**Record excerpts**
>> start

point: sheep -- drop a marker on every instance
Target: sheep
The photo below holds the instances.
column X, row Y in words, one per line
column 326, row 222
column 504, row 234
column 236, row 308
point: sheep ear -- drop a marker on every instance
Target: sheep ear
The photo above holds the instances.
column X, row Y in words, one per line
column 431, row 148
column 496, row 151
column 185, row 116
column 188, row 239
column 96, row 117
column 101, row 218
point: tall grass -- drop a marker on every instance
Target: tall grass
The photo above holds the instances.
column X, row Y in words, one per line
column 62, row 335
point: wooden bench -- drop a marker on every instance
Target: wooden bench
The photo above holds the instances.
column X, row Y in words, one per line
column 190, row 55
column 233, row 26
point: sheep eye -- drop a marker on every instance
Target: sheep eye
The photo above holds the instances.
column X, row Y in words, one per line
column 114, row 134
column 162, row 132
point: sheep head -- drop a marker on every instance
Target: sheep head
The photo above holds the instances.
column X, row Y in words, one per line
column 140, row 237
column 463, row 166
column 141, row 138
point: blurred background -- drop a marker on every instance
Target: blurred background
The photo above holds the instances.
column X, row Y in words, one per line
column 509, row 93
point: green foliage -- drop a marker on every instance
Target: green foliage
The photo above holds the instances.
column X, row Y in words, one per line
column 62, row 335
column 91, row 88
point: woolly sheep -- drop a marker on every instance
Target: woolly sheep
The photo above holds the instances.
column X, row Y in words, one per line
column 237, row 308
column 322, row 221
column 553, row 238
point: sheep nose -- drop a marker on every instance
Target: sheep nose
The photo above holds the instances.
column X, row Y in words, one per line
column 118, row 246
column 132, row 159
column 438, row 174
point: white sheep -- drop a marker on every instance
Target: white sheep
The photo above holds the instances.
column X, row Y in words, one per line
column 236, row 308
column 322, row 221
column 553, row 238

>> end

**Problem statement**
Could you copy out every one of the lines above, keeping each word, number and line break unchanged?

**Reply**
point: sheep -- drop a marker on every instance
Target: sheep
The photo below holds the instances.
column X, row Y in words, one per line
column 326, row 222
column 504, row 234
column 236, row 308
point: sheep ear -- drop a marker on every instance
Target: sheep ear
The photo above holds the instances.
column X, row Y in words, one per line
column 431, row 148
column 496, row 151
column 185, row 116
column 188, row 239
column 96, row 117
column 101, row 218
point: tall grass -- drop a marker on every instance
Target: tall grass
The photo above holds the instances.
column X, row Y in words, one per line
column 62, row 335
point: wooden bench -- drop a marker on every instance
Target: wooden bench
The photo above holds the instances.
column X, row Y in words, one per line
column 190, row 55
column 233, row 26
point: sheep eye -- drop a marker on every instance
Target: sheep eye
The photo above holds the instances.
column X, row Y in words, one per line
column 114, row 134
column 162, row 132
point: sheep head -- drop a marker on every instance
Target: sheep head
The photo above holds the instances.
column X, row Y in words, one per line
column 140, row 237
column 463, row 166
column 141, row 138
point: blurred background -- drop a marker on every instance
Target: blurred background
The photo above holds the instances.
column X, row Y in words, one per line
column 509, row 93
point: green foliage -- drop a marker on every instance
Target: green foliage
The photo above holds the instances.
column X, row Y in words, one per line
column 62, row 335
column 91, row 88
point: woolly sheep -- drop a marker on every instance
Target: woolly sheep
The photo above holds the instances.
column X, row Y in words, one per line
column 237, row 308
column 322, row 221
column 553, row 238
point: sheep nose -- drop a marker on every instance
Target: sheep nose
The photo above holds the instances.
column X, row Y in words, one per line
column 118, row 246
column 132, row 159
column 438, row 174
point: white sheep -- drop a marker on every instance
Target: white sheep
The photo above holds the instances.
column X, row Y in words, one per line
column 236, row 308
column 322, row 221
column 553, row 238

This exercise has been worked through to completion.